### [Texto de la página]
--
Aquí escribo recuerdos de mi infancia. Algunos recuerdos me vienen fácilmente, como si fuesen un ovillo de lana y tiro de la punta. Otros, son solo hebras que las fui ordenando lo más cronológico que se me ocurrió, y los anudé. Es posible que no estén bien ordenados, o yo les haya agregado de mi imaginación de niña. Si es así, y alguien lo puede corregir, bienvenido.
En el año 1966 comencé mi primer grado, en un colegio Waldorf de Buenos Aires en la calle Warnes de Florida. Llamado Paula Albarracín de Sarmiento. [Rudolf Steiner Schule]
Luego de unos litigios entre el claustro de maestros en el año siguiente. Algunos padres decidieron comenzar otro colegio en San Isidro, el colegio se llamó San Miguel Arcángel, esto fue en el año lectivo de 1968, o sea cuando comenzamos el tercer grado.
Éramos muy poquitos niños, creo que nueve en el grado donde yo estaba, sus nombres eran Bibi, Marcelo, Susana, Patricia, Silvia, Matilde, Amelia, Beatriz, otra Claudia y yo. Con el tiempo fueron llegando más niños (Juan, Regina, otra Patricia, otro Marcelo, Gerardo, Jost, Ineke, Renate, Michael, espero no olvidarme de ninguno).
--
### [Entradas enumeradas]
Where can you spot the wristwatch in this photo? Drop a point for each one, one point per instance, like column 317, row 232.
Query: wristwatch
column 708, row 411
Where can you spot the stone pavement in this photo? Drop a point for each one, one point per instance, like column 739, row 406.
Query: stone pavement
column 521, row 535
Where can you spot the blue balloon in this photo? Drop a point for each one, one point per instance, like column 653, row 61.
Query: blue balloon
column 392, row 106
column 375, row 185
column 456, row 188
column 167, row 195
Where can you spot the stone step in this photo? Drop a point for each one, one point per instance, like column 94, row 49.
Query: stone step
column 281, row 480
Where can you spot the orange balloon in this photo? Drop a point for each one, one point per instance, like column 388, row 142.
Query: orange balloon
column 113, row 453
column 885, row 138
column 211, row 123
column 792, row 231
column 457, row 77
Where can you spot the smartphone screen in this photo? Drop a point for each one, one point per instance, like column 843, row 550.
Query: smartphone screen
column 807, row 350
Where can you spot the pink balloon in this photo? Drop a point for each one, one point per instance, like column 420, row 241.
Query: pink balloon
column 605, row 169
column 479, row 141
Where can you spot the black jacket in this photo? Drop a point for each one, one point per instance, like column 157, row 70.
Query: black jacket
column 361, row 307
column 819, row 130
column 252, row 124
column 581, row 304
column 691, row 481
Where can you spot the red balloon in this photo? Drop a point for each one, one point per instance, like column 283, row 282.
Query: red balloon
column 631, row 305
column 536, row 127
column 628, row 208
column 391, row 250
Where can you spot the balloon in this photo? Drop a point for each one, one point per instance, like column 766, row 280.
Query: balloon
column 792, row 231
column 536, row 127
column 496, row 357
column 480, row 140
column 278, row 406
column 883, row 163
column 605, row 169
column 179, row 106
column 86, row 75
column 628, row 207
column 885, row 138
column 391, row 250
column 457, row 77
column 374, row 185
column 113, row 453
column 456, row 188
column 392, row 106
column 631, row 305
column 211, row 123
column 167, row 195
--
Reproduzca textualmente el pasaje de los recuerdos de infancia que comienza en "Aquí escribo recuerdos" y termina en "el tercer grado.". Básese únicamente en el texto de la página.

### [Resultado del ejercicio]
Aquí escribo recuerdos de mi infancia. Algunos recuerdos me vienen fácilmente, como si fuesen un ovillo de lana y tiro de la punta. Otros, son solo hebras que las fui ordenando lo más cronológico que se me ocurrió, y los anudé. Es posible que no estén bien ordenados, o yo les haya agregado de mi imaginación de niña. Si es así, y alguien lo puede corregir, bienvenido.
En el año 1966 comencé mi primer grado, en un colegio Waldorf de Buenos Aires en la calle Warnes de Florida. Llamado Paula Albarracín de Sarmiento. [Rudolf Steiner Schule]
Luego de unos litigios entre el claustro de maestros en el año siguiente. Algunos padres decidieron comenzar otro colegio en San Isidro, el colegio se llamó San Miguel Arcángel, esto fue en el año lectivo de 1968, o sea cuando comenzamos el tercer grado.